_BLOC DE TEXTE_
┏━━

Bergerac : La Traverse ou le défi de transformer un site industriel en lieu de vie et d’économie locale
Pierre Meisel est spécialiste dans la structuration des projets d’innovation sociale. Passionné de navigation, ce skipper a notamment monté des projets d’inclusion sur des bateaux. En juin 2022, il a embarqué comme coordinateur à bord du projet La Traverse, lieu dédié à l’inclusion par l’activité – qu’elle soit économique ou culturelle.
Retour sur le projet de transformation de l’ancienne manufacture de tabacs emblématique à Bergerac en un lieu de vie, de partage et d’économie locale. Deux ans d’action pour une mission qui fut tout, sauf un long fleuve tranquille.
FAVORISER L’ACCÈS AU TRAVAIL ET À LA CULTURE POUR TOUS
Quel était le constat des instigateurs du projet La Traverse à Bergerac ?
Il n’y a pas qu’à Bergerac qu’on trouve des espaces en situation de rénovation urbaine avec des bâtiments qui coûtent de l’argent aux collectivités.
L’idée de base a émergé de la demande des associations et des entreprises du coin d’avoir des lieux pour exercer leur activité. La manufacture des tabacs située derrière la gare de Bergerac se libérant, les deux trajectoires ont concordé et ont mené au projet La Traverse.
Quand exactement et par qui a été lancé ce projet ? C’est par la création de l’association que tout prend forme ?
En 2021, les intuitions fondatrices de l’association La Traverse sont venues de 18 acteurs locaux. Parmi les instigateurs, on retrouve des chefs d’entreprises locales, des personnes engagées dans le milieu associatif ou encore des artistes. Il y a toujours eu une vraie mixité, qui est aussi dûe à l’important volume de bénévoles qui contribuent au projet.
D’ailleurs, comment définiriez-vous le projet La Traverse ? Quel est – et sera – le but précis de ce lieu ?
Le but de La Traverse est de développer l’inclusion à travers l’emploi, la culture et l’accès aux droits. À travers l’activité, qu’elle soit de travail ou culturelle. Ce lieu, dédié à l’inclusion, regroupe des acteurs qui œuvrent pour que chacun ait accès au travail et à la culture. Or, on ne peut y avoir décemment accès que si les droits primaires sont satisfaits. Nous accompagnons donc les publics les plus précaires, notamment dans les tâches administratives et les questions de santé.
De quels espaces déjà existants les instigateurs se sont-ils inspirés pour construire les bases du projet La Traverse ?

┗━━

_DONNÉES FOURNIES_
┏━━

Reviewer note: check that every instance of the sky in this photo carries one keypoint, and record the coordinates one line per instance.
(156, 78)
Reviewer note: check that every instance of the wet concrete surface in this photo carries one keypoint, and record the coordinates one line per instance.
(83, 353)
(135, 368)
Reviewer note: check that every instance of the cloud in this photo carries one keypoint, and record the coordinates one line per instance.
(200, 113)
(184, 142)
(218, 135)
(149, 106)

┗━━

_CONSIGNES_
a - Énumérez les profils d'instigateurs que l'entretien sur La Traverse cite parmi les acteurs locaux à l'origine du projet.
b - Poursuivez l'entretien sur La Traverse à partir de sa dernière phrase.

_RÉPONSES AUX EXERCICES_
a -
- des chefs d'entreprises locales
- des personnes engagées dans le milieu associatif
- des artistes

b -
L’idée de réunir des structures à la recherche de foncier sur un site dont on transforme les attributions initiales existe depuis plus d’une dizaine d’années. Cela s’appelle l’urbanisme transitoire. Ça a pris par le biais de structures à Paris, notamment Yes We Camp. En revanche, je n’ai pas vu un affinage si poussé du projet autour de l’inclusion.
UNE RÉHABILITATION EXPRESS : “UN BEL EXPLOIT EN TERMES DE VITESSE”
Présentez-nous les infrastructures : de quoi est-on parti, où en est-on ? Et où est-on sûr d’aller dans les prochains temps ?
Aux prémices, les instigateurs imaginaient développer le projet dans une maison de 400m2. La manufacture des tabacs, c’est un plus puisqu’on est sur 4500m2. (rires)
Nous avons eu les clés en main en novembre 2022. Le bâtiment était sain : aucune cloison, plus d’alimentation en eau ni en électricité. En plus de l’aménagement d’eau et d’électricité, nous avons cloisonné les multiples espaces de 700m2 dont nous disposions au départ. Au sein de chaque espace, nous avons créé une boîte par résident, adaptée aux besoins de chacun.
Les structures s’installent au fil de la livraison des bâtiments et à la fin du mois, les travaux de réhabilitation de 4000m2 s’achèveront. Une année pour réhabiliter 4000m2, c’est tout de même un bel exploit en termes de vitesse.
Quelles sont les activités déjà implantées au sein du bâtiment La Traverse ?
Côté tissu économique, nous accueillons neuf artisans et trois artisans d’art parmi lesquels un menuisier, un brasseur, un céramiste, un joaillier.
En termes de services, la mission locale de Bergerac a ouvert une antenne. Nous avons aussi une maison de santé qui met en place la prescription sociale.
Des artistes sont aussi présents sur le site comme un cinéaste, un marionnettiste. Et nous avons également un skatepark.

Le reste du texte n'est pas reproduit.